PROBLEM STATEMENT >> Output every line of the listing, exactly and completely.

LISTED RECORDS >>
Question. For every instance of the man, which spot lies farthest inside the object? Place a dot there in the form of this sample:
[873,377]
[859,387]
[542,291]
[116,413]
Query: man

THE ANSWER >>
Question. For every instance of the man, which spot lies farthest inside the object? Place a dot there in the form of this sample:
[873,377]
[859,387]
[542,291]
[116,413]
Query: man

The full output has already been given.